### GIVEN RECORDS
# # # # # # #

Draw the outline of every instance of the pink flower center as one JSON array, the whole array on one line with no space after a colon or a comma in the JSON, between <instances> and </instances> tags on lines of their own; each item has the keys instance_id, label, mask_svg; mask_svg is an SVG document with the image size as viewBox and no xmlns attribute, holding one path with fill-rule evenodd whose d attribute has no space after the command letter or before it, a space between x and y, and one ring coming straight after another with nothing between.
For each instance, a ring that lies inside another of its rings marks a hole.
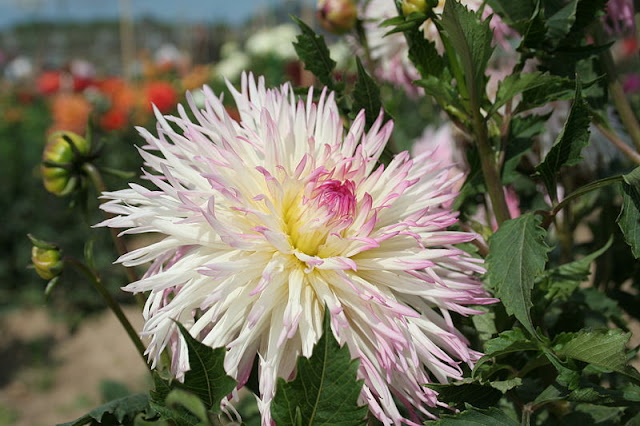
<instances>
[{"instance_id":1,"label":"pink flower center","mask_svg":"<svg viewBox=\"0 0 640 426\"><path fill-rule=\"evenodd\" d=\"M356 211L355 189L353 181L328 179L318 185L312 195L318 207L326 208L333 218L342 219L353 216Z\"/></svg>"}]
</instances>

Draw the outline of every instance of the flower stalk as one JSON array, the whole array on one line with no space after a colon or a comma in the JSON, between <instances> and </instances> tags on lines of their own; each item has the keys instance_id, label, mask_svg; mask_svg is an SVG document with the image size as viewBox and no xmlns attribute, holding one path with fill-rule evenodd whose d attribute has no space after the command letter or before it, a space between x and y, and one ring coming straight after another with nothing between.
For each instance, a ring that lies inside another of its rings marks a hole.
<instances>
[{"instance_id":1,"label":"flower stalk","mask_svg":"<svg viewBox=\"0 0 640 426\"><path fill-rule=\"evenodd\" d=\"M104 284L102 283L102 280L100 279L100 277L96 275L87 265L85 265L84 263L72 257L65 257L63 260L65 263L74 266L78 271L84 274L89 280L89 282L91 282L93 287L98 291L98 293L100 293L100 296L102 296L102 299L104 299L109 309L111 309L111 311L114 313L114 315L120 322L120 325L122 325L127 335L129 336L129 339L136 347L136 350L138 351L138 354L142 358L142 361L147 366L147 368L150 368L149 364L147 363L147 359L144 355L145 347L142 341L140 340L138 333L136 333L135 329L133 328L133 326L125 316L118 302L116 302L113 296L111 296L111 294L104 287Z\"/></svg>"}]
</instances>

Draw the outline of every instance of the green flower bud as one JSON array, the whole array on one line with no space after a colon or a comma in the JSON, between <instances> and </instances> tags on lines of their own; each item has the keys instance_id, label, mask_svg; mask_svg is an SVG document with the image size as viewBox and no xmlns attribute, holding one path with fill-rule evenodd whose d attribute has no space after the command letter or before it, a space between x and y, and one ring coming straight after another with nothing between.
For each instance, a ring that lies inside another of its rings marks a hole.
<instances>
[{"instance_id":1,"label":"green flower bud","mask_svg":"<svg viewBox=\"0 0 640 426\"><path fill-rule=\"evenodd\" d=\"M55 132L42 153L42 180L47 191L64 196L76 189L80 165L89 154L89 143L73 132Z\"/></svg>"},{"instance_id":2,"label":"green flower bud","mask_svg":"<svg viewBox=\"0 0 640 426\"><path fill-rule=\"evenodd\" d=\"M426 12L426 0L404 0L402 2L402 13L407 16L413 12Z\"/></svg>"},{"instance_id":3,"label":"green flower bud","mask_svg":"<svg viewBox=\"0 0 640 426\"><path fill-rule=\"evenodd\" d=\"M33 246L31 262L40 278L45 280L53 279L62 272L62 252L57 247L47 249Z\"/></svg>"},{"instance_id":4,"label":"green flower bud","mask_svg":"<svg viewBox=\"0 0 640 426\"><path fill-rule=\"evenodd\" d=\"M414 12L426 13L437 7L444 0L402 0L402 14L407 16Z\"/></svg>"},{"instance_id":5,"label":"green flower bud","mask_svg":"<svg viewBox=\"0 0 640 426\"><path fill-rule=\"evenodd\" d=\"M350 31L358 19L354 0L318 0L317 11L322 28L334 34Z\"/></svg>"}]
</instances>

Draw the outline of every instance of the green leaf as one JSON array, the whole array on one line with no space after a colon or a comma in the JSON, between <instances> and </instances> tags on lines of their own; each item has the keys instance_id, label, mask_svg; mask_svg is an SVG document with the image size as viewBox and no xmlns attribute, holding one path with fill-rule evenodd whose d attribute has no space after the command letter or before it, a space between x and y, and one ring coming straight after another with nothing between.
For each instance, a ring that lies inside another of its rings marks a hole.
<instances>
[{"instance_id":1,"label":"green leaf","mask_svg":"<svg viewBox=\"0 0 640 426\"><path fill-rule=\"evenodd\" d=\"M236 387L236 381L224 370L225 348L212 349L198 342L182 324L176 323L189 349L190 370L184 375L184 383L176 387L188 390L204 402L207 409L220 412L220 401Z\"/></svg>"},{"instance_id":2,"label":"green leaf","mask_svg":"<svg viewBox=\"0 0 640 426\"><path fill-rule=\"evenodd\" d=\"M542 219L532 213L510 219L489 239L487 273L507 313L536 335L529 312L535 278L544 271L549 247Z\"/></svg>"},{"instance_id":3,"label":"green leaf","mask_svg":"<svg viewBox=\"0 0 640 426\"><path fill-rule=\"evenodd\" d=\"M624 240L631 246L631 253L640 258L640 167L624 175L622 183L622 210L616 222Z\"/></svg>"},{"instance_id":4,"label":"green leaf","mask_svg":"<svg viewBox=\"0 0 640 426\"><path fill-rule=\"evenodd\" d=\"M305 69L311 71L329 89L337 90L337 85L333 80L336 62L331 59L324 37L316 34L307 24L295 16L291 16L291 19L298 24L302 31L296 37L293 47L300 60L304 62Z\"/></svg>"},{"instance_id":5,"label":"green leaf","mask_svg":"<svg viewBox=\"0 0 640 426\"><path fill-rule=\"evenodd\" d=\"M535 137L546 130L548 116L527 115L513 117L509 126L509 142L502 167L502 183L513 183L521 176L517 172L522 156L533 146Z\"/></svg>"},{"instance_id":6,"label":"green leaf","mask_svg":"<svg viewBox=\"0 0 640 426\"><path fill-rule=\"evenodd\" d=\"M425 386L438 392L438 401L452 404L458 408L463 408L465 403L476 408L489 408L502 397L502 392L499 390L470 380L446 385L427 384Z\"/></svg>"},{"instance_id":7,"label":"green leaf","mask_svg":"<svg viewBox=\"0 0 640 426\"><path fill-rule=\"evenodd\" d=\"M155 388L150 392L151 408L160 415L161 419L171 420L177 426L194 426L199 423L198 418L186 409L167 405L167 396L178 385L177 382L169 383L155 371L153 372L153 382Z\"/></svg>"},{"instance_id":8,"label":"green leaf","mask_svg":"<svg viewBox=\"0 0 640 426\"><path fill-rule=\"evenodd\" d=\"M366 407L358 406L362 381L356 380L358 360L333 337L328 310L324 333L311 358L298 359L295 380L278 379L271 414L278 426L361 425ZM296 420L297 419L297 420Z\"/></svg>"},{"instance_id":9,"label":"green leaf","mask_svg":"<svg viewBox=\"0 0 640 426\"><path fill-rule=\"evenodd\" d=\"M536 167L536 174L542 178L553 200L556 199L556 176L560 168L577 164L582 159L580 151L589 143L590 121L589 105L582 98L578 81L567 122L545 159Z\"/></svg>"},{"instance_id":10,"label":"green leaf","mask_svg":"<svg viewBox=\"0 0 640 426\"><path fill-rule=\"evenodd\" d=\"M574 87L569 79L551 75L548 73L518 73L507 76L498 86L496 100L491 106L488 115L496 112L502 105L514 96L525 92L523 95L523 106L519 106L517 111L535 108L543 105L547 99L556 97L569 99L574 93Z\"/></svg>"},{"instance_id":11,"label":"green leaf","mask_svg":"<svg viewBox=\"0 0 640 426\"><path fill-rule=\"evenodd\" d=\"M94 420L98 423L102 422L103 416L113 415L120 423L125 421L133 421L134 417L143 411L149 409L149 395L146 393L137 393L125 396L114 401L101 405L91 410L84 416L58 426L82 426L92 423Z\"/></svg>"},{"instance_id":12,"label":"green leaf","mask_svg":"<svg viewBox=\"0 0 640 426\"><path fill-rule=\"evenodd\" d=\"M202 424L210 425L209 415L204 404L196 395L182 389L172 390L165 399L167 407L173 410L185 409L193 414Z\"/></svg>"},{"instance_id":13,"label":"green leaf","mask_svg":"<svg viewBox=\"0 0 640 426\"><path fill-rule=\"evenodd\" d=\"M488 0L487 3L506 24L520 30L524 28L523 24L531 18L535 10L532 0Z\"/></svg>"},{"instance_id":14,"label":"green leaf","mask_svg":"<svg viewBox=\"0 0 640 426\"><path fill-rule=\"evenodd\" d=\"M630 333L622 330L594 330L561 334L554 340L560 357L573 358L607 370L640 377L627 368L626 344Z\"/></svg>"},{"instance_id":15,"label":"green leaf","mask_svg":"<svg viewBox=\"0 0 640 426\"><path fill-rule=\"evenodd\" d=\"M418 27L406 30L404 35L409 45L409 59L422 78L430 75L440 77L445 64L436 50L435 43L424 38L424 33Z\"/></svg>"},{"instance_id":16,"label":"green leaf","mask_svg":"<svg viewBox=\"0 0 640 426\"><path fill-rule=\"evenodd\" d=\"M549 284L544 297L551 300L566 300L591 275L591 262L607 251L611 244L613 244L613 237L609 238L609 241L599 250L582 259L545 271L542 280Z\"/></svg>"},{"instance_id":17,"label":"green leaf","mask_svg":"<svg viewBox=\"0 0 640 426\"><path fill-rule=\"evenodd\" d=\"M531 341L519 328L503 331L495 339L484 344L485 355L480 358L473 368L472 377L478 376L481 367L488 361L499 356L522 351L539 351L540 343ZM484 376L483 376L484 377Z\"/></svg>"},{"instance_id":18,"label":"green leaf","mask_svg":"<svg viewBox=\"0 0 640 426\"><path fill-rule=\"evenodd\" d=\"M380 111L384 111L380 101L380 88L367 74L358 57L356 57L356 65L358 81L353 89L353 112L358 113L364 109L366 129L369 129L378 118Z\"/></svg>"},{"instance_id":19,"label":"green leaf","mask_svg":"<svg viewBox=\"0 0 640 426\"><path fill-rule=\"evenodd\" d=\"M573 23L576 21L578 1L573 0L559 8L547 18L547 39L557 45L569 34Z\"/></svg>"},{"instance_id":20,"label":"green leaf","mask_svg":"<svg viewBox=\"0 0 640 426\"><path fill-rule=\"evenodd\" d=\"M493 53L493 31L489 20L481 21L478 14L462 3L449 1L444 5L441 24L453 48L453 51L447 51L447 55L457 53L460 57L471 102L479 106L485 96L484 71Z\"/></svg>"},{"instance_id":21,"label":"green leaf","mask_svg":"<svg viewBox=\"0 0 640 426\"><path fill-rule=\"evenodd\" d=\"M426 422L437 426L518 426L519 423L498 408L478 410L471 408L454 416L442 416L442 419Z\"/></svg>"},{"instance_id":22,"label":"green leaf","mask_svg":"<svg viewBox=\"0 0 640 426\"><path fill-rule=\"evenodd\" d=\"M433 75L428 75L422 80L414 82L416 85L424 88L427 95L433 96L438 105L449 113L461 117L465 107L460 102L460 95L454 87L444 80Z\"/></svg>"},{"instance_id":23,"label":"green leaf","mask_svg":"<svg viewBox=\"0 0 640 426\"><path fill-rule=\"evenodd\" d=\"M542 74L541 77L545 84L536 85L535 82L532 82L531 87L522 89L522 100L516 107L514 111L515 114L528 111L533 108L538 108L548 104L549 102L563 101L573 98L576 86L575 83L568 78L548 74ZM514 80L510 83L512 88L506 87L505 89L502 89L504 91L503 96L507 95L507 90L512 91L519 89L529 79L529 77L526 77L526 80L520 83L518 82L517 77L512 78Z\"/></svg>"}]
</instances>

# # # # # # #

### TASK DESCRIPTION
Return exactly the lines of the data, beginning with the first and ending with the line containing "Draw the outline of every instance of the flower". Skip the pictures.

### TASK SOLUTION
Draw the outline of every instance of the pink flower center as one JSON array, the whole array on one line with no space after a colon or a comma in the JSON, between <instances> and </instances> tags on lines of their own; each item has the keys instance_id, label, mask_svg; mask_svg is an SVG document with the image size as viewBox and no xmlns attribute, holding one path with fill-rule evenodd whose d attribute has no space after the command letter or before it, a space between x and y, and one ring coming straight after another with nothing between.
For each instance, a ring that lies inside another of its rings marks a hole.
<instances>
[{"instance_id":1,"label":"pink flower center","mask_svg":"<svg viewBox=\"0 0 640 426\"><path fill-rule=\"evenodd\" d=\"M356 211L355 189L353 181L328 179L318 185L312 195L318 207L326 208L333 218L342 219L353 216Z\"/></svg>"}]
</instances>

Draw the outline of every instance of the flower stalk as one JSON array, the whole array on one line with no space after a colon or a comma in the JSON, between <instances> and </instances> tags on lines of their own; each item has the keys instance_id, label, mask_svg; mask_svg is an SVG document with the image size as viewBox and no xmlns attribute, holding one path with fill-rule evenodd whose d attribute has no space after the command letter or before it, a space between x and y, and one ring coming straight after another with nothing between.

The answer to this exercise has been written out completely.